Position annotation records

════════════════════

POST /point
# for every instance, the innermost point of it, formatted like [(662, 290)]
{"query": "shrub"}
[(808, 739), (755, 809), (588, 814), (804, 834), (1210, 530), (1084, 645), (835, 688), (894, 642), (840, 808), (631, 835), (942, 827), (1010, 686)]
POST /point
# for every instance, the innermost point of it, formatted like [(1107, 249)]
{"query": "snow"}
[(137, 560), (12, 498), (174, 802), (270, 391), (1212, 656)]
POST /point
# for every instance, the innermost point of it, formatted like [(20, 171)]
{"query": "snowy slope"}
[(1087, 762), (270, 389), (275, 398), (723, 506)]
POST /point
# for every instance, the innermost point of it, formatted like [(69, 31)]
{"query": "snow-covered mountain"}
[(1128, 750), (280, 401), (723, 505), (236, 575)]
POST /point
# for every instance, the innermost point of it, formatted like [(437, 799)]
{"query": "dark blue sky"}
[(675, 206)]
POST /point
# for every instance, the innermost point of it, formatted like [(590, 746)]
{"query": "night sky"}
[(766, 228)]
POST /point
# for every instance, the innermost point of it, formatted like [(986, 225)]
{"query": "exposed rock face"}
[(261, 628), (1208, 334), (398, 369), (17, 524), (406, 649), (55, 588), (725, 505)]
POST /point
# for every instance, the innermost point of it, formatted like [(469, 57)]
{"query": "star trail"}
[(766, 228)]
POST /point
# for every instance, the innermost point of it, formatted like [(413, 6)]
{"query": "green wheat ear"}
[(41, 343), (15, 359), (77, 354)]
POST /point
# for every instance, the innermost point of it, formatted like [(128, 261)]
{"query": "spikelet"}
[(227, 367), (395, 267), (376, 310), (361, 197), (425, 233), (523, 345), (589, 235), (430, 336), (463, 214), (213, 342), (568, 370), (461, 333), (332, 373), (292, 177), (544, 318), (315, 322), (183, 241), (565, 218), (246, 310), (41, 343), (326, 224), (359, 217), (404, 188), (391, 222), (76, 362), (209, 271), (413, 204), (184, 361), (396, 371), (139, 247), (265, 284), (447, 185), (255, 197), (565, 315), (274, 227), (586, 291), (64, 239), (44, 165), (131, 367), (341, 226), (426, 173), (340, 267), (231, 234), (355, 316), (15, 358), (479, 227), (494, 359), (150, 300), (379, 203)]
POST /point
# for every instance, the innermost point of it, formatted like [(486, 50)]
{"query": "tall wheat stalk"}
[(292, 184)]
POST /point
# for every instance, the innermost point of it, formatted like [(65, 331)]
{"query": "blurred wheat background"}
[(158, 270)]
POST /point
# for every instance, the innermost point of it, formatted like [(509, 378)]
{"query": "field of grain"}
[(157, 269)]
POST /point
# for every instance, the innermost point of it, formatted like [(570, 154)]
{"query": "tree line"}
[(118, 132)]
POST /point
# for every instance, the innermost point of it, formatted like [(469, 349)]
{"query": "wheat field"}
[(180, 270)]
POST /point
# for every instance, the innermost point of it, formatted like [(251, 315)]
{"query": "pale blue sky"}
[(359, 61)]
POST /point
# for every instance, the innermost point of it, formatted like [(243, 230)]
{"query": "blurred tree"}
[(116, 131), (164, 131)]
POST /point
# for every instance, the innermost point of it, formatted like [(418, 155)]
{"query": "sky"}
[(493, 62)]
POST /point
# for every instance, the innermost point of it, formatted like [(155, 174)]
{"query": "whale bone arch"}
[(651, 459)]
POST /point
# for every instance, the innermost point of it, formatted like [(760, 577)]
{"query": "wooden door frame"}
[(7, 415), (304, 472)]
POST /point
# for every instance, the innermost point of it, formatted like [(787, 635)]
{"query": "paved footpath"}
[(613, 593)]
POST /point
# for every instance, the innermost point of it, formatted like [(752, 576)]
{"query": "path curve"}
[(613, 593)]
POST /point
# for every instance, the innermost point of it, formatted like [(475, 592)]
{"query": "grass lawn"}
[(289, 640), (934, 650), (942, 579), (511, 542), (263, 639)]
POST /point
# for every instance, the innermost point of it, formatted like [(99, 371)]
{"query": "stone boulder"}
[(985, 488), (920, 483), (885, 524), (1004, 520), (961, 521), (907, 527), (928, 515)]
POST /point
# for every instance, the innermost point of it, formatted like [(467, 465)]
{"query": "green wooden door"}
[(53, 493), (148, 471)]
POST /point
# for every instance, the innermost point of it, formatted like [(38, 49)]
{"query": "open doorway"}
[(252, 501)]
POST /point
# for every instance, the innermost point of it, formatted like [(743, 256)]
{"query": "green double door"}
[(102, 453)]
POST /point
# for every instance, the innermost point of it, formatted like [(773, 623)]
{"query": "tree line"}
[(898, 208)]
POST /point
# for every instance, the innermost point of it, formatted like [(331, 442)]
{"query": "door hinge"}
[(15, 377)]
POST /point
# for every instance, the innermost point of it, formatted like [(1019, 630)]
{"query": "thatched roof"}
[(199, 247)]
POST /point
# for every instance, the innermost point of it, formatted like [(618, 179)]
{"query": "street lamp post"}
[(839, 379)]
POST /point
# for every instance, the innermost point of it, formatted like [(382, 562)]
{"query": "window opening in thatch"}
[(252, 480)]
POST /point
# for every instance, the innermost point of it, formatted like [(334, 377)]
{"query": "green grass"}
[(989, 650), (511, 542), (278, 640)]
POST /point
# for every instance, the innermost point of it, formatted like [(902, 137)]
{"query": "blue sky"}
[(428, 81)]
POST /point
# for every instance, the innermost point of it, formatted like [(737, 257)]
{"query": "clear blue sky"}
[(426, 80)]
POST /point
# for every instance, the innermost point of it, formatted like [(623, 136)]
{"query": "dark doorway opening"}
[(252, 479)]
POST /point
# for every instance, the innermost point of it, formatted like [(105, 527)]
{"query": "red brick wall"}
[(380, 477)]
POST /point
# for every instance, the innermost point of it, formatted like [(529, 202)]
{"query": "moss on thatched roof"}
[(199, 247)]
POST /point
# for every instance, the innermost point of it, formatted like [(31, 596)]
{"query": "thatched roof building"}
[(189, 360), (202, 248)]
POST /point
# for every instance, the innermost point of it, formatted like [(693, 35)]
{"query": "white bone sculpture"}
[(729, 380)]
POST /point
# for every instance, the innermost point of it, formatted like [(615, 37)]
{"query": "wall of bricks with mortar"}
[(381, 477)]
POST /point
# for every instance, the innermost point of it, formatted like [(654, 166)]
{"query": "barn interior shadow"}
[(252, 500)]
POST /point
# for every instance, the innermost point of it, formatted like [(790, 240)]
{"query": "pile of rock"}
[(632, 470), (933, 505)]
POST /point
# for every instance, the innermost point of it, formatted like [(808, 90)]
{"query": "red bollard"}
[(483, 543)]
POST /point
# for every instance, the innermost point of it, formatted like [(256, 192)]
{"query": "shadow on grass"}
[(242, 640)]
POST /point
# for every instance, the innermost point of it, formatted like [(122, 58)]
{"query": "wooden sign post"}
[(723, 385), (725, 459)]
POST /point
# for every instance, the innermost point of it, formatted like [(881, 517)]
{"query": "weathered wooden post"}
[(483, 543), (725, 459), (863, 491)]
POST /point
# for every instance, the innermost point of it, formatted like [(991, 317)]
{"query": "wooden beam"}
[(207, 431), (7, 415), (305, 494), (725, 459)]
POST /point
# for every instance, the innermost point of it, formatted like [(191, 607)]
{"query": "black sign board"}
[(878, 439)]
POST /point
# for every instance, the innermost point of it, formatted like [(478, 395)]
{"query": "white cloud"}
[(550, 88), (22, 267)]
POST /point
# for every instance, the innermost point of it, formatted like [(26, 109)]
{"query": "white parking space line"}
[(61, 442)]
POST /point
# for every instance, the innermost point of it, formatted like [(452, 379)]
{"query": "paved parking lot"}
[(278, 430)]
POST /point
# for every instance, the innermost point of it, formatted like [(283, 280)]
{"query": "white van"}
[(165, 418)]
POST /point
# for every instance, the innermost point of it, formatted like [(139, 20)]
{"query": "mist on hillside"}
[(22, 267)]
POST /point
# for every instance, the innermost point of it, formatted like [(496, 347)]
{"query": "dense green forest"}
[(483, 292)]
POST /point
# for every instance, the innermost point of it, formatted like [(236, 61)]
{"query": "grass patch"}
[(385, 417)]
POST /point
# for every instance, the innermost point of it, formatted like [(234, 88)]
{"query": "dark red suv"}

════════════════════

■ AIM:
Update the lines from the very first one through the line containing "[(41, 343), (15, 359), (77, 354)]", replacing "exposed" with "bare" and keeping everything else the same.

■ CORRECT RESPONSE:
POST /point
# for every instance, the innermost point of it, formatted like [(662, 290)]
{"query": "shrub"}
[(808, 739), (755, 809), (588, 814), (804, 834), (1210, 530), (1084, 645), (835, 688), (894, 642), (840, 808), (631, 835), (942, 827), (1010, 686)]
POST /point
# for every instance, the innermost point of it, formatted like [(1107, 249)]
{"query": "snow"}
[(137, 560), (12, 498), (174, 802), (270, 391), (1212, 656)]
POST /point
# for every instance, the innermost point of it, formatted like [(20, 171)]
{"query": "snowy slope"}
[(1087, 762), (270, 389), (275, 398), (723, 506)]
POST /point
# for every instance, the innermost point of it, formatted like [(69, 31)]
{"query": "snow-covered mountain"}
[(1128, 750), (280, 401), (723, 505), (236, 575)]
POST /point
# for every instance, the innermost point of it, formatted like [(437, 799)]
{"query": "dark blue sky"}
[(675, 206)]
POST /point
# for every instance, the innermost point of it, formatted like [(590, 746)]
{"query": "night sky"}
[(766, 228)]
POST /point
# for every instance, the innermost point of it, formatted like [(986, 225)]
{"query": "bare rock face"}
[(261, 628), (1208, 334), (398, 369), (17, 524), (406, 649), (55, 588), (725, 505)]
POST /point
# for every instance, the innermost point of it, formatted like [(469, 57)]
{"query": "star trail"}
[(766, 228)]
POST /point
# for every instance, the innermost point of it, formatted like [(413, 6)]
{"query": "green wheat ear"}
[(41, 343), (15, 359), (77, 354)]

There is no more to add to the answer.